TEXTO EXTRAÍDO:
• • • •

Lo Uno que quiere alcanzar Ibn al-‘Arabi no es lo Uno de
Parménides y de la tradición griega, ni siquiera lo Uno de
Plotino. Rompe con toda la tradición occidental desde
Sócrates.
Sócrates había operado la primera secesión filosófica de
Occidente. La sabiduría oriental había permanecido viva
con los presocráticos. Vivían en Asia Menor en contacto
con las culturas de Oriente, sobre todo de Irán y de la
India, que no separaban al hombre de la naturaleza y de
9
Dios (incluso cuando Dios sólo se llamaba para ellos el
“Todo”).
“Ser uno con el Todo” enseñaba Tao. “Tú eres eso”,
decían los sabios indúes, que testimonia la identidad
suprema entre el yo y el Todo.
A partir de Sócrates, la filosofía occidental aísla al
hombre de la naturaleza y de Dios, y centra su reflexión en
el hombre. Aristóteles no vuelve a encontrar a la
naturaleza más que como objeto y a Dios como necesidad
racional.

• • • •

INSTRUCCIÓN ESCRITA 1: Enumera todos los lugares geográficos que se mencionan en la oración del texto extraído que comienza con «Vivían en Asia Menor».

• • • •

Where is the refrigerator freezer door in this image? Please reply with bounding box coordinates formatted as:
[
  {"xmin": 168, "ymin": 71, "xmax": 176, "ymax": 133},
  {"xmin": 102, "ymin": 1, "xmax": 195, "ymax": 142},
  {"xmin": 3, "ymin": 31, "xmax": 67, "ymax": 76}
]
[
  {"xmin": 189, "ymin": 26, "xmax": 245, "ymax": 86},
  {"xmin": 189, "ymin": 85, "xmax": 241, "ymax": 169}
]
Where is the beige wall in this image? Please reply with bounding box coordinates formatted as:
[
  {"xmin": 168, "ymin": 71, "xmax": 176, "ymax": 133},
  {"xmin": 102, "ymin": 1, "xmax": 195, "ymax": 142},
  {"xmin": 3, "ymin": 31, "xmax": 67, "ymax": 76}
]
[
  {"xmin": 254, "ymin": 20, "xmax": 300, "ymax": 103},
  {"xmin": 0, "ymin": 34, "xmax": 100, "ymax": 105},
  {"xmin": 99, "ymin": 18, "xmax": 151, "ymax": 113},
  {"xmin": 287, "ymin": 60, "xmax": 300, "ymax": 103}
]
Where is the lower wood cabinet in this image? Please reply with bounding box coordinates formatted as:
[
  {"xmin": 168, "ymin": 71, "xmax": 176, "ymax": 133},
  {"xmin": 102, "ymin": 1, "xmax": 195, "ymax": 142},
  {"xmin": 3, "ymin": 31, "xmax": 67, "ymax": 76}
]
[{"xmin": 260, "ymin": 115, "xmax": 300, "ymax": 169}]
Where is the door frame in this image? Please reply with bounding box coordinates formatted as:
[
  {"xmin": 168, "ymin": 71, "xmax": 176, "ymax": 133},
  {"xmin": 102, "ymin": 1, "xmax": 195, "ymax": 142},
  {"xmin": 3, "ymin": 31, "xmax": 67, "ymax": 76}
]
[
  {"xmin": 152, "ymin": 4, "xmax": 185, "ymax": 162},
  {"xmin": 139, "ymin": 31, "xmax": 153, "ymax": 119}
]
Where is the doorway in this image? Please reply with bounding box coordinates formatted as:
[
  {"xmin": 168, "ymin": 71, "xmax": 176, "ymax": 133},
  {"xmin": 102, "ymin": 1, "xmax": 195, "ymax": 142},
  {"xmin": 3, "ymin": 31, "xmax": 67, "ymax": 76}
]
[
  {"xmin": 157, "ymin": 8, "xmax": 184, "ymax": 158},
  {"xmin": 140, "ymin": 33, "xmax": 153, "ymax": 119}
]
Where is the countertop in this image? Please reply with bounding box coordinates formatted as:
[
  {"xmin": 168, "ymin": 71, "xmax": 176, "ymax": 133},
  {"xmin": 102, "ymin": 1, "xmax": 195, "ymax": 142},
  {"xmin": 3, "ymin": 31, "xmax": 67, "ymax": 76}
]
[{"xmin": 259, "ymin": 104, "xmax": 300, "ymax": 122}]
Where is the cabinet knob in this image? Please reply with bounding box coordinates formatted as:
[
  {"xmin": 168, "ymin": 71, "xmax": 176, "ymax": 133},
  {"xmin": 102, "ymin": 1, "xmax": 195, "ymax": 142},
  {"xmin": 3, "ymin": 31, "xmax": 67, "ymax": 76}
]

• • • •

INSTRUCCIÓN ESCRITA 2: Di cuántas líneas del listado contienen la palabra "cabinet". Responde únicamente con el número.

RESPUESTA CORRECTA 1: Asia Menor, Oriente, Irán e India.

RESPUESTA CORRECTA 2: 2